### Excerpted passage
◆ ◆ ◆ ◆ ◆ ◆ ◆
I. Definition
Big Data refers to the dynamic, large and and disparate volumes of data being created by people, tools, and machines. It requires new, innovative, and scalable technology to collect, host, and anatically process the vast amount data gathered in order to derive real-time business insights that relate to consumers, risk, profit, performance, productivity management, and enhanced shareholder value.
- Ernst and Young
II. 5 Vs
Big Data has 5 Vs attributes:
- Velocity
- Volume
- Variety
- Veracity
- Value
1. Velocity
Velocity is the accumulate speed of the data, as data is generated extremely fast and is not stopped. Therefore, cloud-based and real-time streaming technologies is needed to handle and process these data quickly.
2. Volume
Volume is the scale of the data (the amount of data stored). Drivers in volume is the increase in the data sources, higher resolution sensor and scalable infrastructures.
◆ ◆ ◆ ◆ ◆ ◆ ◆
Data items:
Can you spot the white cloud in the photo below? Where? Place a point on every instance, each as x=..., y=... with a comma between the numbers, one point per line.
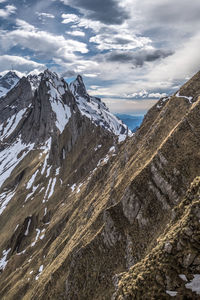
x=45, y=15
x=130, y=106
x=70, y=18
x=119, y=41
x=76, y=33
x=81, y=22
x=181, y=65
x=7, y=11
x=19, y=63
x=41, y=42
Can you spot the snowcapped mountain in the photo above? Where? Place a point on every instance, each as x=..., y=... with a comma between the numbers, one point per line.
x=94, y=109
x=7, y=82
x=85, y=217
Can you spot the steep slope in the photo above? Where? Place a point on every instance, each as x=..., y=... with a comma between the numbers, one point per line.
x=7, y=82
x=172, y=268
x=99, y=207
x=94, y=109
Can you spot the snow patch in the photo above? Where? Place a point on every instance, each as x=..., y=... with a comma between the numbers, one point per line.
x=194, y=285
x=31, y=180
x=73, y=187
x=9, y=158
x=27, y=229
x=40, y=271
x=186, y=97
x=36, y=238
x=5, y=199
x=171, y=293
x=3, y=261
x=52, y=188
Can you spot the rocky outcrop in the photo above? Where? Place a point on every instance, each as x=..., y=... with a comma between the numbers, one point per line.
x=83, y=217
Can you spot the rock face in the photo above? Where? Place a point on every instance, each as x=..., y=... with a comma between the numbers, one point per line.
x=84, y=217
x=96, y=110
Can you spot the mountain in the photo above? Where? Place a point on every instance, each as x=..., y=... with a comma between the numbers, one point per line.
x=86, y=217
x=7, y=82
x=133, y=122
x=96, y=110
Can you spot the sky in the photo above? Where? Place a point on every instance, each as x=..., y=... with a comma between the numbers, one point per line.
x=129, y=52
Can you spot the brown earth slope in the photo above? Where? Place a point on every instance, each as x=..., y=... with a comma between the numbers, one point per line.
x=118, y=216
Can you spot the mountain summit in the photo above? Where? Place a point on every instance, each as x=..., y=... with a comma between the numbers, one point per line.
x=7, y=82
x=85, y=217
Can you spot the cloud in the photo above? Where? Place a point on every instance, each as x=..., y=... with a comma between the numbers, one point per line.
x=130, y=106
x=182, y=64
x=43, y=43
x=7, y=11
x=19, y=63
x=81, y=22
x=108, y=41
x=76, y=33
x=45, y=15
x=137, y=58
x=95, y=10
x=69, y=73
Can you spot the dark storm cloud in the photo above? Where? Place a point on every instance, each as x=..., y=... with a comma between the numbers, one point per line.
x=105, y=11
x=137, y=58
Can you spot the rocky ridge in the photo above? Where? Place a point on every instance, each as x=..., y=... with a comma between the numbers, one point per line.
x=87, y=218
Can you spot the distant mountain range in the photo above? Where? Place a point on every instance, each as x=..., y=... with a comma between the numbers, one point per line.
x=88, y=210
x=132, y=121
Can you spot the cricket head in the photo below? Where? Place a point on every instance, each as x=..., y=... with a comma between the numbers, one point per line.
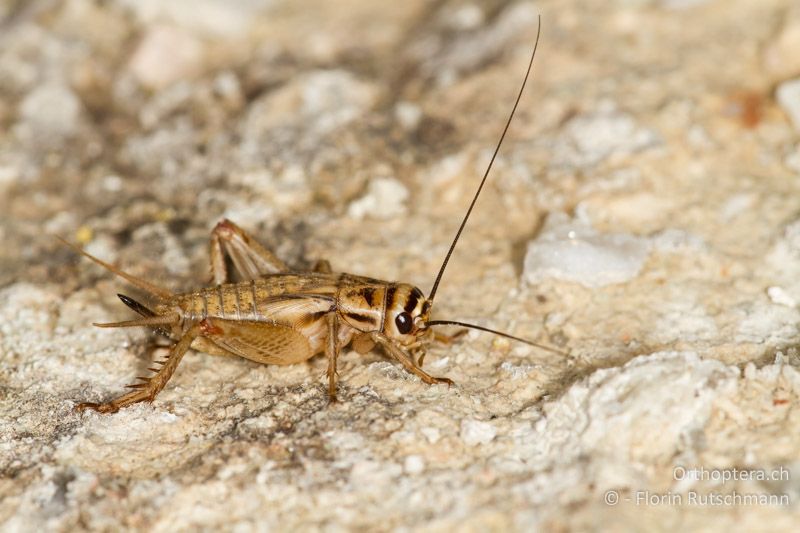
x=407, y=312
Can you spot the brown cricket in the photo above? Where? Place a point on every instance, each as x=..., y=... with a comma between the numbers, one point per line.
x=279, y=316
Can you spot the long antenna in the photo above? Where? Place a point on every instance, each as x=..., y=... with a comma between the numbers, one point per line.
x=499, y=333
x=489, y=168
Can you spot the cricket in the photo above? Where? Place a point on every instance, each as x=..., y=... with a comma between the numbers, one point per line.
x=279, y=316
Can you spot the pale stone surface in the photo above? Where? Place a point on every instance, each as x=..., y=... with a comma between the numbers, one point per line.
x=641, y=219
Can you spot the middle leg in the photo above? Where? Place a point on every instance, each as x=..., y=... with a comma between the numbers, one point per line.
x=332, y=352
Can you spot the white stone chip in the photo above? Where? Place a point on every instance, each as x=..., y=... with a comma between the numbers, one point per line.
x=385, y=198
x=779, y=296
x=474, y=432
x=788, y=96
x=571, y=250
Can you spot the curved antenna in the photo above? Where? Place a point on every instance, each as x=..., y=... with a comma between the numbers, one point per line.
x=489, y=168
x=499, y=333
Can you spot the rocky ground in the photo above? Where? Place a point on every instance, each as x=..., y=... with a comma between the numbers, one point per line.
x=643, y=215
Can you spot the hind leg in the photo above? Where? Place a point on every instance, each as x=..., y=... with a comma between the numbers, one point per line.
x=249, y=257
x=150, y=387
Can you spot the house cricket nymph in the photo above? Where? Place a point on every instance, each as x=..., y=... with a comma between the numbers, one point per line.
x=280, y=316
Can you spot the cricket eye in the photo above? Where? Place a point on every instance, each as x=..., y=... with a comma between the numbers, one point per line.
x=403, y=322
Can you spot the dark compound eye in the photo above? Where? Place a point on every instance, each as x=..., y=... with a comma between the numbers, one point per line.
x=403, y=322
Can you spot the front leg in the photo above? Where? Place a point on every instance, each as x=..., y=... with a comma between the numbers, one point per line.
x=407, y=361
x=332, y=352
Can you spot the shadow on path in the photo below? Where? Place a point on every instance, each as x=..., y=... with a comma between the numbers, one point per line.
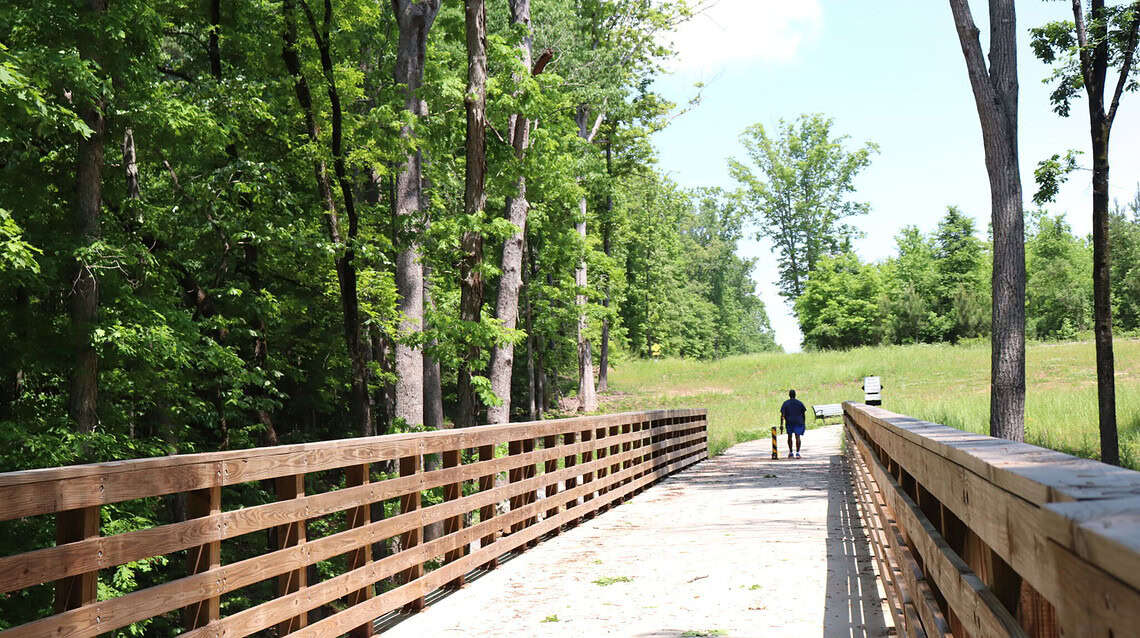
◆ ◆ ◆ ◆ ◆ ◆ ◆
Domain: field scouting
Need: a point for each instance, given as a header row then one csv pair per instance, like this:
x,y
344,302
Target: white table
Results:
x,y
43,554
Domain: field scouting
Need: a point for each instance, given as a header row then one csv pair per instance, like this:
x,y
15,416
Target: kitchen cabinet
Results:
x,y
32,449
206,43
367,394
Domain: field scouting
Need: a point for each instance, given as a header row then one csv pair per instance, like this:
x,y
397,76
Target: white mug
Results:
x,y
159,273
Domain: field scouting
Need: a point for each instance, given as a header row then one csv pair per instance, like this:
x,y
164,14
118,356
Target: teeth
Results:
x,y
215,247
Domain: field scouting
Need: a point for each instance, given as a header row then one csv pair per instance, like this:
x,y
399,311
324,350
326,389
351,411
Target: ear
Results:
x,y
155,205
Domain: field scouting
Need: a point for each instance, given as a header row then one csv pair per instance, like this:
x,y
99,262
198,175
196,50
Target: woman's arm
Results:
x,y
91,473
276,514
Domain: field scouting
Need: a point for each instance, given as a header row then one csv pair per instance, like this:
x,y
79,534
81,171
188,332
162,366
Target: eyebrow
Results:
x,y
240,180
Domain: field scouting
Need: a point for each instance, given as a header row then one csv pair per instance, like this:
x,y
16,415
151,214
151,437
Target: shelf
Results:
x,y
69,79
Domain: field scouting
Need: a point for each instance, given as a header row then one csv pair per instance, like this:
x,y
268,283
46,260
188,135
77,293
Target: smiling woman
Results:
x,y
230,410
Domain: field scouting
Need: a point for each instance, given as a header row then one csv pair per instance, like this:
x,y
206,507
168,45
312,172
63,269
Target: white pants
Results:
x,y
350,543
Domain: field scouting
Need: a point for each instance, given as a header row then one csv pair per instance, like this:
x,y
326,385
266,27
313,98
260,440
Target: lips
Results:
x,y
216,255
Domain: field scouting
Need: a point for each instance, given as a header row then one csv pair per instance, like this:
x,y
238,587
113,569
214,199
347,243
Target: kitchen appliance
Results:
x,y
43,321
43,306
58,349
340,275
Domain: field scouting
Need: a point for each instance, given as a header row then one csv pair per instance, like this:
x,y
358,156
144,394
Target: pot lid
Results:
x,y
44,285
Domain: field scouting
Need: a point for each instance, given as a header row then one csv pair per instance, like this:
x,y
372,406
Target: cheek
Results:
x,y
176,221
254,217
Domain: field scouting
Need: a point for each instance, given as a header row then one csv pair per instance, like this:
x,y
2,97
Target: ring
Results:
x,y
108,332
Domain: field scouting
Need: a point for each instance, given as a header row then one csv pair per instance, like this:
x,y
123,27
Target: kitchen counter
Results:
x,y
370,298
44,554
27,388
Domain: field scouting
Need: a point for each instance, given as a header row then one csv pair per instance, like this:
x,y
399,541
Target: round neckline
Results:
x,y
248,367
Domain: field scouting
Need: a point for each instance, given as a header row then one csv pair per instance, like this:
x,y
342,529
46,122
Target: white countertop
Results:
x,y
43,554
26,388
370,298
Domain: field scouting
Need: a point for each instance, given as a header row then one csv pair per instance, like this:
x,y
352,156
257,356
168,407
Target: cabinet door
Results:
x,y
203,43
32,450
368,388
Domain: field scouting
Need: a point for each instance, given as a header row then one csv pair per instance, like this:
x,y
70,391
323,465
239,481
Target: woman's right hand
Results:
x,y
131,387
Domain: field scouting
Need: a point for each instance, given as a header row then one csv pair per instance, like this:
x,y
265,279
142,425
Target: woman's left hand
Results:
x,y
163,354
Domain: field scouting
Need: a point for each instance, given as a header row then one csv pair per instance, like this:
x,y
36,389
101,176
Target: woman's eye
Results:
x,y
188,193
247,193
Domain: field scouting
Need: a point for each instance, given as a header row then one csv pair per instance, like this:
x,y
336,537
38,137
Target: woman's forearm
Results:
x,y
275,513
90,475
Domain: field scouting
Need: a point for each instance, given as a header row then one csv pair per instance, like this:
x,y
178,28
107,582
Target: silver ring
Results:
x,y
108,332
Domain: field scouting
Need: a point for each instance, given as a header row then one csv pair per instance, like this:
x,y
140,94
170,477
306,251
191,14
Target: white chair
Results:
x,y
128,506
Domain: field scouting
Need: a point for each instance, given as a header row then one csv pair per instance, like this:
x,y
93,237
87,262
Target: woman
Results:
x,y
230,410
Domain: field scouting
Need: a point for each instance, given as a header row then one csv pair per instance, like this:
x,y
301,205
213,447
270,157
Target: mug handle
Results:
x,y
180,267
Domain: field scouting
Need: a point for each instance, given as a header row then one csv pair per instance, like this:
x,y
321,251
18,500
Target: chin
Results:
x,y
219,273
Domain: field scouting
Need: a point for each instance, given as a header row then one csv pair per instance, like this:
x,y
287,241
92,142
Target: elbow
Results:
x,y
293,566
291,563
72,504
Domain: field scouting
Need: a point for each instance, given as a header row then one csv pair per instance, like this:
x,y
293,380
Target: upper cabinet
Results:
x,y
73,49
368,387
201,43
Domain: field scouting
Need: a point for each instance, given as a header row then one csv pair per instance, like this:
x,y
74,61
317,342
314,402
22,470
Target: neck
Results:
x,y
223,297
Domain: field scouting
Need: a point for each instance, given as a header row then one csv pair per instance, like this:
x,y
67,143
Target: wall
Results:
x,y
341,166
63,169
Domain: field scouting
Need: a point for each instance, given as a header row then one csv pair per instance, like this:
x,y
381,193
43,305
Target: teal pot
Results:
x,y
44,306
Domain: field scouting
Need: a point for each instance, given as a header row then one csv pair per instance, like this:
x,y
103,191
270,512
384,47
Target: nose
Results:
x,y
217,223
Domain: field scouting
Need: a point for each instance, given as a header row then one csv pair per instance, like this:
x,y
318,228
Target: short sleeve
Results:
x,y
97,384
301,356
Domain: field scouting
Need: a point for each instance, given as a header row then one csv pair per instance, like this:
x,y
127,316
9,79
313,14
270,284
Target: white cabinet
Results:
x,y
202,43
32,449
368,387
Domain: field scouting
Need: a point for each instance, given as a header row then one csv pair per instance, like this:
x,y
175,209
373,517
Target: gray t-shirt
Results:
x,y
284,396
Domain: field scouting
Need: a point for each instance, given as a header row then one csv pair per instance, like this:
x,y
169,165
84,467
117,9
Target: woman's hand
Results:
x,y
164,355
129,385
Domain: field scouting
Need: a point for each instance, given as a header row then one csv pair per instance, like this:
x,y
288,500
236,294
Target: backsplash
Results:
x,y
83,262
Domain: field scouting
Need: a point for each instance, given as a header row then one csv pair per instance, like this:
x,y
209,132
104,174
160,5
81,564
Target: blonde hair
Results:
◆ ◆ ◆ ◆ ◆ ◆ ◆
### What is needed
Quote the Big Data text above word for word, between "- Ernst and" and "these data quickly.", inclusive.

### Task solution
- Ernst and Young
II. 5 Vs
Big Data has 5 Vs attributes:
- Velocity
- Volume
- Variety
- Veracity
- Value
1. Velocity
Velocity is the accumulate speed of the data, as data is generated extremely fast and is not stopped. Therefore, cloud-based and real-time streaming technologies is needed to handle and process these data quickly.